» TASK DETAILS:
Rewrite all of the entries below, changing every "Kindly provide" to "Please return" and keeping everything else the same, and leave the pictures out of your answer.

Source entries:
▬▬▬▬▬▬▬▬▬▬
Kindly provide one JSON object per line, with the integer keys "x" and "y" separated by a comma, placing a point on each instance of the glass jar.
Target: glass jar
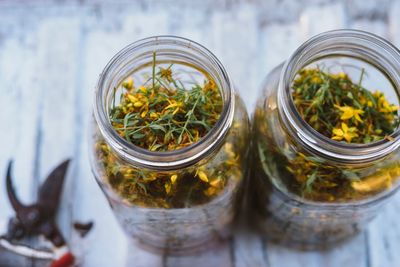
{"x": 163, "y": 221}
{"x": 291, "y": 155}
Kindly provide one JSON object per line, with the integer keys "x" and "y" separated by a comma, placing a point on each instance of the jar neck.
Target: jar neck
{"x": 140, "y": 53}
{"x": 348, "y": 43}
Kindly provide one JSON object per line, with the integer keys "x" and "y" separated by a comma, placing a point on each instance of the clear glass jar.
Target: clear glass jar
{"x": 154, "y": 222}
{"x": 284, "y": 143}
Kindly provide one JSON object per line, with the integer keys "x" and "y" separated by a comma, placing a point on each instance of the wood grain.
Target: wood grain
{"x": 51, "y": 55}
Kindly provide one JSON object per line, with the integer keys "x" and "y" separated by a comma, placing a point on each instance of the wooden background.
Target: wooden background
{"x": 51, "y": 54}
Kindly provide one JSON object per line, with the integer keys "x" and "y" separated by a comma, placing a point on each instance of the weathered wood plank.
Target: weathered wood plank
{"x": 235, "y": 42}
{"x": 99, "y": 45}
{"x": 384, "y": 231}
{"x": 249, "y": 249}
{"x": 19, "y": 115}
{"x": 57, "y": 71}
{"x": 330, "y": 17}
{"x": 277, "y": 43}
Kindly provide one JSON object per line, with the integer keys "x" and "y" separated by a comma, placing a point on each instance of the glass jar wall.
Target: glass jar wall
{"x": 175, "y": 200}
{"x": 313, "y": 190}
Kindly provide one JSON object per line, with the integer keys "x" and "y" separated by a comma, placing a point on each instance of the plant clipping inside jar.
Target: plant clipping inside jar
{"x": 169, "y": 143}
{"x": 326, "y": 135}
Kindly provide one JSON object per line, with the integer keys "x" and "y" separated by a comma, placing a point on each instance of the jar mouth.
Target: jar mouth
▬▬▬▬▬▬▬▬▬▬
» CORRECT ANSWER:
Please return one JSON object per line, with the integer keys "x" and "y" separated by a comma, placing a point on each instance of the glass jar.
Target: glass jar
{"x": 163, "y": 221}
{"x": 291, "y": 155}
Please return one JSON object per line, with the integer keys "x" and "y" separated by a comma, placing a point on each instance of the jar neck.
Target: jar neck
{"x": 140, "y": 53}
{"x": 348, "y": 43}
Please return one JSON object per line, with the integer keys "x" and "y" separated by a comma, placing a point on each instance of the clear glass jar.
Target: clear glass jar
{"x": 154, "y": 222}
{"x": 284, "y": 143}
Please return one JSON object per line, with the integer keys "x" and "y" separated by a comma, placing a point on each instance of the wood grain.
Target: wood grain
{"x": 51, "y": 55}
Please return one JSON object per line, with the integer keys "x" and "y" separated by a comma, placing a point on each instance of the wooden background.
Target: wooden background
{"x": 51, "y": 54}
Please return one JSON object per line, with the integer keys "x" and "y" separated by a comma, placing a point on each instance of the weathered wood plank.
Target: weathered wood plank
{"x": 235, "y": 42}
{"x": 99, "y": 45}
{"x": 384, "y": 231}
{"x": 249, "y": 249}
{"x": 19, "y": 115}
{"x": 57, "y": 71}
{"x": 330, "y": 17}
{"x": 277, "y": 43}
Please return one JSON object per line, with the integer keys "x" and "y" separated by a comma, placing a point on each instance of the glass jar wall.
Target: glass jar wall
{"x": 175, "y": 200}
{"x": 313, "y": 190}
Please return one JSON object per line, with the integer keys "x" and "y" separated by a comma, placing a point on each instance of the plant clipping inside jar.
Target: plant clipping inside jar
{"x": 169, "y": 143}
{"x": 326, "y": 135}
Please return one JSON object per line, with the integer keys "x" and "y" separated by a comma, placing a point on each instance of the jar mouth.
Target: jar mouth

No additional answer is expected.